Stated task
Could you reproduce the listing below word for word, starting at the line that contains "Check this image for the presence of any concrete" and ending with its final line?

Entries supplied
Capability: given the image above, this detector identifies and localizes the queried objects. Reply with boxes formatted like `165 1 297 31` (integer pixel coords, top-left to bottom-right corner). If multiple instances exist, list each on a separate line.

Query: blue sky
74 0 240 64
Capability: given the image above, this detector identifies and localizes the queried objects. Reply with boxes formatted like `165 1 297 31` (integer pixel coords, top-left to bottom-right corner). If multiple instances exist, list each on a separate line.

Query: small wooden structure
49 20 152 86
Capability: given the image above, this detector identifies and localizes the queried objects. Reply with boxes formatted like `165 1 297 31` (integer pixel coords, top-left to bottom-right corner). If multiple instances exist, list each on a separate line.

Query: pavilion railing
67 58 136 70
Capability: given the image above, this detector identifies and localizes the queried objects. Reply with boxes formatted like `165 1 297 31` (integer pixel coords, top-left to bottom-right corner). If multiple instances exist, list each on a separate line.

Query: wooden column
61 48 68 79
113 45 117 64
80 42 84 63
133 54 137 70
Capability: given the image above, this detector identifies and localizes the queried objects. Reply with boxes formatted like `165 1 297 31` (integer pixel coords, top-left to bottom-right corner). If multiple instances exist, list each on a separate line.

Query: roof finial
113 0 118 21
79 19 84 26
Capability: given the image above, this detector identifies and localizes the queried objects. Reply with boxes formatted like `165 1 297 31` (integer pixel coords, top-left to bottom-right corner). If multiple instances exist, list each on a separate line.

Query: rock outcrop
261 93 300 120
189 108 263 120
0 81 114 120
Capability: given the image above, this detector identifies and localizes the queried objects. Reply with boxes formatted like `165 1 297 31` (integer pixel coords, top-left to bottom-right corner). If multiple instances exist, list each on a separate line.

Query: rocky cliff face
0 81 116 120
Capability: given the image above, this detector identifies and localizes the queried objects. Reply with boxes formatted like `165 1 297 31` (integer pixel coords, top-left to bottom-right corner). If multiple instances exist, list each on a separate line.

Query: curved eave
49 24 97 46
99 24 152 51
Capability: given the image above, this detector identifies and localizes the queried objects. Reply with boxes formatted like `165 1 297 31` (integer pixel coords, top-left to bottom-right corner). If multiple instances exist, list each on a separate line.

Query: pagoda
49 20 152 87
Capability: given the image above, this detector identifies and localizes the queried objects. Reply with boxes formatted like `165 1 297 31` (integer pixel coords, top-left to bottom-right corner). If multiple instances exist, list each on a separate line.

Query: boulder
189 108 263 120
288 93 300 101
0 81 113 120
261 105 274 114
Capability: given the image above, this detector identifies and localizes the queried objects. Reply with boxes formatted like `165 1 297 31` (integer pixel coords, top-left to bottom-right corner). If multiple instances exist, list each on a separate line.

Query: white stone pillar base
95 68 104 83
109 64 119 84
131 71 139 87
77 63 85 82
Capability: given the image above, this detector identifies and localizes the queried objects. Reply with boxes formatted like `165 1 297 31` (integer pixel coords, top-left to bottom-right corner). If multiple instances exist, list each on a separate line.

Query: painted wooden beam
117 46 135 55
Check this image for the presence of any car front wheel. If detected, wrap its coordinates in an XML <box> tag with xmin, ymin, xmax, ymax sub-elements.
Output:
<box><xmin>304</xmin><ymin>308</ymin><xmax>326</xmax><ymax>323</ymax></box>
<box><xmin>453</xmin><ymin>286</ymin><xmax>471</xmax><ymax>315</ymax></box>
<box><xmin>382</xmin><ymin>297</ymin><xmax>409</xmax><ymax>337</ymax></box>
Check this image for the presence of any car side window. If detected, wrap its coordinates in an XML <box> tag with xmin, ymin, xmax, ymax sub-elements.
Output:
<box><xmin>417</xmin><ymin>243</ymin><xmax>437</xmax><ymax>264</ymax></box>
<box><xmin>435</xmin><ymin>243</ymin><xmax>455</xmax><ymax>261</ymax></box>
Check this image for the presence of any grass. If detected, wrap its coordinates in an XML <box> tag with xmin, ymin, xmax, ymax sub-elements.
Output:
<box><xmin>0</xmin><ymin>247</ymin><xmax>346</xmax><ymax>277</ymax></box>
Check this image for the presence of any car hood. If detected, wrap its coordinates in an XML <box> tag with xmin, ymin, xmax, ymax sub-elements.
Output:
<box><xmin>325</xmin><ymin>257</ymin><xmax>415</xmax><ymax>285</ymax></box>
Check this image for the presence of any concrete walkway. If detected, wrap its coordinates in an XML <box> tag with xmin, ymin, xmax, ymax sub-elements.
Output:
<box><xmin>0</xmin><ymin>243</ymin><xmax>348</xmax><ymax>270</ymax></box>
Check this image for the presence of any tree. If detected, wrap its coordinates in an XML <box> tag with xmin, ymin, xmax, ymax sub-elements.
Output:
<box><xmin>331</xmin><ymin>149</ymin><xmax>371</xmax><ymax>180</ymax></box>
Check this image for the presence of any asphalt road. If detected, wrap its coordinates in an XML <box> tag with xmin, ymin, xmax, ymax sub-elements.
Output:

Reply to the task
Check this image for the presence of any concrete walkway. If detected, wrap its coordinates in an XML <box> tag with xmin, ymin, xmax, ymax sub-elements.
Output:
<box><xmin>0</xmin><ymin>243</ymin><xmax>348</xmax><ymax>270</ymax></box>
Check this image for the presence of any tree. If detected, wrap its coordinates in an XML <box> tag with xmin, ymin, xmax, ymax sub-elements.
Output:
<box><xmin>331</xmin><ymin>149</ymin><xmax>371</xmax><ymax>180</ymax></box>
Check this image for the presence of any asphalt road. If detected, wrap its coordinates in an XML <box> tag with xmin, ymin, xmax, ymax sub-elements.
Output:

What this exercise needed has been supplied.